**Page excerpt**
Car tyres vs strolling: Fight!

If you have hip pillows instead of gut tires, there is no pressing health reason to lose weight. You may still enjoy a stroll in the park though. And so may the people who see you.

“You don’t get rid of the car tires [around your guts] by strolling” wrote a supposed expert at, the website of the Norwegian business daily that I have followed for many years. The business site has its own health and fitness section, as is good and proper these days.

In Norwegian, we use the word “bilringer” (car tires)  to describe the rings of fat that surround the gut, especially on men. (I believe the phrase “spare tire” is used in English?) It has dawned on people that these adornments of easy life are not good for our health, but what to do?  Strolling in the park is not the answer, says the expert.

I think the expert is mistaken, and probably dangerously mistaken.  Strolling in the park is not only an answer, it may be the best possible answer. If you wake up with spare tires, going on a power exercise spree is potentially dangerous (even life-threatening) without medical supervision. Even if you survive unharmed, you are unlikely to continue for long, due to the unpleasant side effects.  In contrast, taking a walk for half an hour is unlikely to cause more than a mild tiredness and stiffness even for an untrained person, and even that will fade over a few days as the body gets used to being more active.

Now, I don’t have car tires around my midsection myself. In a sense, it would be more motivating if my fat was on the outside instead of around the kidneys, but I assume those with spare tires have those in addition to the kidney fat. Anyway, when I started walking an hour a day (most days) this spring, I burned like 550 calories in an hour. It is safe to say that if I had a couple car tires in addition, I would have burned quite a bit more, since I had to move that extra weight around. So I would probably have started with half an hour, as recommended for Americans, and gradually expanded over the course of the first month.

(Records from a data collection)
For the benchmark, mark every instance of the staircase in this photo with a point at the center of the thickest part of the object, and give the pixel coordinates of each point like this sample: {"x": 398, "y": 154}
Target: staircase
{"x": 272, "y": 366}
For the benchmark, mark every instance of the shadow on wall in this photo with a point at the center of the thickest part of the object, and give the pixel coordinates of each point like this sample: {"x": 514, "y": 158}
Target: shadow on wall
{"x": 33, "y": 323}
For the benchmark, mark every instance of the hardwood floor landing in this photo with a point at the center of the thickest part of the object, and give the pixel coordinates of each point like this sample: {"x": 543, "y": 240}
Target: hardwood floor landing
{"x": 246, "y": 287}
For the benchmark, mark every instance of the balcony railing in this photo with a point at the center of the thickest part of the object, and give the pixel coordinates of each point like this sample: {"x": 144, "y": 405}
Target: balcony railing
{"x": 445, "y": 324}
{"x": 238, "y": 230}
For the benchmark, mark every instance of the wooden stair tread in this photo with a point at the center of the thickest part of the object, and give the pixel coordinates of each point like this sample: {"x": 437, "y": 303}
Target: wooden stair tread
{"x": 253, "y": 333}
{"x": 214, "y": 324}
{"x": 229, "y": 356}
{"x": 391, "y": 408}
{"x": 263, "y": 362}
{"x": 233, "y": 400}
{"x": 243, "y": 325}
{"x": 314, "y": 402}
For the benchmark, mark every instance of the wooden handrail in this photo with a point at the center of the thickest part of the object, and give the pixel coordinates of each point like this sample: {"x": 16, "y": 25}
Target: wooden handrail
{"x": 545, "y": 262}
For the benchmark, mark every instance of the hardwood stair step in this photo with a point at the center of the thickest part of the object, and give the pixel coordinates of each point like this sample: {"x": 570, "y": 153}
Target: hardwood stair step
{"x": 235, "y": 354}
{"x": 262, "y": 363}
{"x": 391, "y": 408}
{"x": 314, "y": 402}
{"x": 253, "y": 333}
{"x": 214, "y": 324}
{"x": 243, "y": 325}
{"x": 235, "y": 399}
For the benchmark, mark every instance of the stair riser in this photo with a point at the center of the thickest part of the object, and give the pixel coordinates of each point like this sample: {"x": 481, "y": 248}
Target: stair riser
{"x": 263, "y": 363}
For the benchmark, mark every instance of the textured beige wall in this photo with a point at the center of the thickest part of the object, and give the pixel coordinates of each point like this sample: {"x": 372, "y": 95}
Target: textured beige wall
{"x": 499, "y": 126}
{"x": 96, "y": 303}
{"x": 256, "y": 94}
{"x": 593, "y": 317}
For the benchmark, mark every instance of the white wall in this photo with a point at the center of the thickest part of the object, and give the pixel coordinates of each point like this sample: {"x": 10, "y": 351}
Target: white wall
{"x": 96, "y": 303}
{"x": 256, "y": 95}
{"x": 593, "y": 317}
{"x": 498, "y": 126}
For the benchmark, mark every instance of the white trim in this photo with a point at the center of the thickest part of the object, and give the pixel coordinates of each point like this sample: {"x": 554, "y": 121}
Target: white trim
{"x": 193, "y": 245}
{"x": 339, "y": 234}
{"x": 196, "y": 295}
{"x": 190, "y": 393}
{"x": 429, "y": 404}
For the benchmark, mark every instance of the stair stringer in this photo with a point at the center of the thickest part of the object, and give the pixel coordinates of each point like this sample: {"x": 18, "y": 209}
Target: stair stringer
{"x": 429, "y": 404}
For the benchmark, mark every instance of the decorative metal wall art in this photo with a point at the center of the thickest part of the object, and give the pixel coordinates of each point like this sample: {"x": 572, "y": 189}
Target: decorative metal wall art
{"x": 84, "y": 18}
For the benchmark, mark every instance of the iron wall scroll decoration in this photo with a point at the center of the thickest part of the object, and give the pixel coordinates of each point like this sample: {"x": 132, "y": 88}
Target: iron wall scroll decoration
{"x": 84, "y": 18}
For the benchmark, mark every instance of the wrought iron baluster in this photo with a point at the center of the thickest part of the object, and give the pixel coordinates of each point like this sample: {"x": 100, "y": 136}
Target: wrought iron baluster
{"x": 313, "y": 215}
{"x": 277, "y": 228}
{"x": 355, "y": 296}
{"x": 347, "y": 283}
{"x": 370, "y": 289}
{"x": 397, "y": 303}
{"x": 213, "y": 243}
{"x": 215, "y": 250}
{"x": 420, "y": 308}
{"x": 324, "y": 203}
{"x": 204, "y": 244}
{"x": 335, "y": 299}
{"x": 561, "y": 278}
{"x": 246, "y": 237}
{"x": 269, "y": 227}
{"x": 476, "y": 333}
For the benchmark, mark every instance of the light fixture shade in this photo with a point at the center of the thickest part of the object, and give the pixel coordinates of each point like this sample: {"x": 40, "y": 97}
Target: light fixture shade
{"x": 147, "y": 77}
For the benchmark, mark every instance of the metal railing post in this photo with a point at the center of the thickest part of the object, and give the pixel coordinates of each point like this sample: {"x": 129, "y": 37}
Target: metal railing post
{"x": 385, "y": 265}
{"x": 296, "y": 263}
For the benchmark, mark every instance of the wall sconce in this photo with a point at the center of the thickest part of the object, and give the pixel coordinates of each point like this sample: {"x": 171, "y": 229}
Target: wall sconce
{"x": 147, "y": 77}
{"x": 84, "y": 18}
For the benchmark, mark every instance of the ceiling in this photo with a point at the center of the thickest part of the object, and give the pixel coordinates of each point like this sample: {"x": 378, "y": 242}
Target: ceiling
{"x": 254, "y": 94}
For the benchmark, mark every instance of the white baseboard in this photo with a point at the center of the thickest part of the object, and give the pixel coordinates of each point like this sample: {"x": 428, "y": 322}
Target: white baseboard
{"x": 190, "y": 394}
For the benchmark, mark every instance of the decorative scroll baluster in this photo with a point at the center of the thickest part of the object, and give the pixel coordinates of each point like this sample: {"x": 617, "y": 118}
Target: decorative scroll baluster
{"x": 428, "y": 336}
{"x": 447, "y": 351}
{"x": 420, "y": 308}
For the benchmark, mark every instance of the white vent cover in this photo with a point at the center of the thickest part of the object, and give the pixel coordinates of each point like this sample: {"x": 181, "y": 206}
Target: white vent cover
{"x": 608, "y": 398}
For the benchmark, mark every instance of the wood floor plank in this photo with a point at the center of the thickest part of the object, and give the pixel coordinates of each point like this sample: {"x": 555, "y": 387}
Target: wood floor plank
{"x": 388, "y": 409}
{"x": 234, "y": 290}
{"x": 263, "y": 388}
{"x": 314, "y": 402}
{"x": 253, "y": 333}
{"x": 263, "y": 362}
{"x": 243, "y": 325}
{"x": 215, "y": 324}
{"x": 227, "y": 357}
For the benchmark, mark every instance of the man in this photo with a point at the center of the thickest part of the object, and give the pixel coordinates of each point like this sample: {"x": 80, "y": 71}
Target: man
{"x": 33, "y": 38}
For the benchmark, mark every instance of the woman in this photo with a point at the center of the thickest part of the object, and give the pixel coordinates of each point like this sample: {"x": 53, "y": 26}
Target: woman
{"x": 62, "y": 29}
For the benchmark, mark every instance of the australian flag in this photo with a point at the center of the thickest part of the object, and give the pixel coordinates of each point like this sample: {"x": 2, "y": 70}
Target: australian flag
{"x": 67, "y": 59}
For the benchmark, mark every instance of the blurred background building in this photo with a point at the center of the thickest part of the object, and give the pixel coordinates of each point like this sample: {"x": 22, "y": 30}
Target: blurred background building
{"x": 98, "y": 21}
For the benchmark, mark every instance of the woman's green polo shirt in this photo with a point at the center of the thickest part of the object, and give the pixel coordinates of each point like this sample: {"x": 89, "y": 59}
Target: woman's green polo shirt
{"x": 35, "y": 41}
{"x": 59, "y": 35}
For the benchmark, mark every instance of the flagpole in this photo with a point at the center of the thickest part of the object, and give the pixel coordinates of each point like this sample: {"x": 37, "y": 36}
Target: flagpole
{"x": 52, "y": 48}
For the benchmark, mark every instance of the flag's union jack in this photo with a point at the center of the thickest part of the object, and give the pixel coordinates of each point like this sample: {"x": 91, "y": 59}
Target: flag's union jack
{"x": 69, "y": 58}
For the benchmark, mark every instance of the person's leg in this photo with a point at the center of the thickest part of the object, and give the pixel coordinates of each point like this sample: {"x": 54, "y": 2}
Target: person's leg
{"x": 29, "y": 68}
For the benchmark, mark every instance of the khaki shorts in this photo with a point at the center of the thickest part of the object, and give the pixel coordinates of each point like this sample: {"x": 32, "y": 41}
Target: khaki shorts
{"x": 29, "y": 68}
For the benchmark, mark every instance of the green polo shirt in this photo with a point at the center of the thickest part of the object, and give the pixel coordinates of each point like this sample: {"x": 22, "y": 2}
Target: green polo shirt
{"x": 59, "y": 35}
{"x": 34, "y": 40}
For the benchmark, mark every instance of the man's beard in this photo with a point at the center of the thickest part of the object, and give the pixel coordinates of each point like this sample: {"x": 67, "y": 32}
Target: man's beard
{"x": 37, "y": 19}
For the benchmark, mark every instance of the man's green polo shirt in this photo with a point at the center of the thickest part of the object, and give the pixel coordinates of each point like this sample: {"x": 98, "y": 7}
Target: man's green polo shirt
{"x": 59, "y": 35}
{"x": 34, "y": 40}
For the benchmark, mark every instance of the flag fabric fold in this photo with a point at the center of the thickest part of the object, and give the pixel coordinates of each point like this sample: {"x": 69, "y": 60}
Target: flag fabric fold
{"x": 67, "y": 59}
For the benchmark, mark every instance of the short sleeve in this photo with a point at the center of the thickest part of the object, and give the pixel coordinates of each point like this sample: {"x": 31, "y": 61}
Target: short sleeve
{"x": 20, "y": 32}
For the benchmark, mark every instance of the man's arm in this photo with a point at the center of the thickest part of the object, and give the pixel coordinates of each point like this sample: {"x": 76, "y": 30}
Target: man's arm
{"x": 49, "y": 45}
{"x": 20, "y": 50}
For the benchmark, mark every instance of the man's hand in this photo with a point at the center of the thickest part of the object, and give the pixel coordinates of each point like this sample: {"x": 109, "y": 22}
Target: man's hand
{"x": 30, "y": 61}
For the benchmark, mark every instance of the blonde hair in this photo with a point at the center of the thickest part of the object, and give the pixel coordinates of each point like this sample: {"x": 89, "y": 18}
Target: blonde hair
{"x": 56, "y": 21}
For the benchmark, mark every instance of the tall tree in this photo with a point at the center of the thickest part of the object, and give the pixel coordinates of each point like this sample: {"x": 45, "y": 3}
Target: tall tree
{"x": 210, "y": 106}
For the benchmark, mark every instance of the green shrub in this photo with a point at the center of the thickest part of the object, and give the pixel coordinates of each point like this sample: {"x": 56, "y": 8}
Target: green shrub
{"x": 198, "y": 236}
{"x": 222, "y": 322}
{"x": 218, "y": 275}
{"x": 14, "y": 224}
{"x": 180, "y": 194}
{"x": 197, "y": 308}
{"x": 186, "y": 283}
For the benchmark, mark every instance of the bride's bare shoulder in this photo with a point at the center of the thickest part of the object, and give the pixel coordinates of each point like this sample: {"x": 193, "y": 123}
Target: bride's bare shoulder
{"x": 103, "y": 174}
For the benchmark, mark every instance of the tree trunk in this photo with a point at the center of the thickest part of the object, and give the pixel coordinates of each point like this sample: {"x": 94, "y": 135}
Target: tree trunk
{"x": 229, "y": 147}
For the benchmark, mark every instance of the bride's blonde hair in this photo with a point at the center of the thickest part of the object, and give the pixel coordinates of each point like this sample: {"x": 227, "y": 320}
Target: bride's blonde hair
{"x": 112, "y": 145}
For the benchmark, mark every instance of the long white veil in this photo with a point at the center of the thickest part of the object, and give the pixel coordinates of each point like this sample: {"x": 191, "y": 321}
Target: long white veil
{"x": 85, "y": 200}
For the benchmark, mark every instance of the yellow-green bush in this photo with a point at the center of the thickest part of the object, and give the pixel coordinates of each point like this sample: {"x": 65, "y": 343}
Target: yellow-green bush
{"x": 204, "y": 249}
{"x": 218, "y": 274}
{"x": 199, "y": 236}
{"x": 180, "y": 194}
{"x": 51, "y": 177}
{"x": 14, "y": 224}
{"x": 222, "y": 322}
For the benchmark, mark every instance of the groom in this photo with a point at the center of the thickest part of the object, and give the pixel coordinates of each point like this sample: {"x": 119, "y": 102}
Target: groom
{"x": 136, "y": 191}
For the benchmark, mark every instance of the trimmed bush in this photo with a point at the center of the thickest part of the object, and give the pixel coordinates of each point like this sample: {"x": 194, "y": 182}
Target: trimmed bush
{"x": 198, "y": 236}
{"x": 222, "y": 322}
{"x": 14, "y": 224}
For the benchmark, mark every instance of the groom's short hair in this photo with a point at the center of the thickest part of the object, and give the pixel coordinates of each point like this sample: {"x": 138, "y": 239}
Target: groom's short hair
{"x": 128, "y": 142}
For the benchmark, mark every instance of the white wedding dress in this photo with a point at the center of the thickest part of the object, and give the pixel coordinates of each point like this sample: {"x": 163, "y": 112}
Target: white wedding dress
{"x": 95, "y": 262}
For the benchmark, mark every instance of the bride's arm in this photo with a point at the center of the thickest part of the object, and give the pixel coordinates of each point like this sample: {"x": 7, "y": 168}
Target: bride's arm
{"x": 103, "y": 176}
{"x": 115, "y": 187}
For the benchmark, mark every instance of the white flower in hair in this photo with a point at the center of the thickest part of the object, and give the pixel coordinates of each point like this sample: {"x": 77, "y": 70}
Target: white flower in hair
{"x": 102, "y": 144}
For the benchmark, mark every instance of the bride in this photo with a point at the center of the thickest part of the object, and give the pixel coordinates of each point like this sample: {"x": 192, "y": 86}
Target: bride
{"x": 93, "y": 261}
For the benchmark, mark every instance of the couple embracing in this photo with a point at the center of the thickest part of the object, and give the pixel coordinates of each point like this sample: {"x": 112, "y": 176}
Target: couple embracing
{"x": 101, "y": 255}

**Brief 1**
In the piece on car tires and strolling, what Norwegian word is used for the rings of fat around the gut?
**Brief 2**
Transcribe the piece on car tires and strolling from "If you have" to "says the expert.".

**Your solution 1**
"Bilringer" (car tires).

**Your solution 2**
If you have hip pillows instead of gut tires, there is no pressing health reason to lose weight. You may still enjoy a stroll in the park though. And so may the people who see you.

“You don’t get rid of the car tires [around your guts] by strolling” wrote a supposed expert at, the website of the Norwegian business daily that I have followed for many years. The business site has its own health and fitness section, as is good and proper these days.

In Norwegian, we use the word “bilringer” (car tires)  to describe the rings of fat that surround the gut, especially on men. (I believe the phrase “spare tire” is used in English?) It has dawned on people that these adornments of easy life are not good for our health, but what to do?  Strolling in the park is not the answer, says the expert.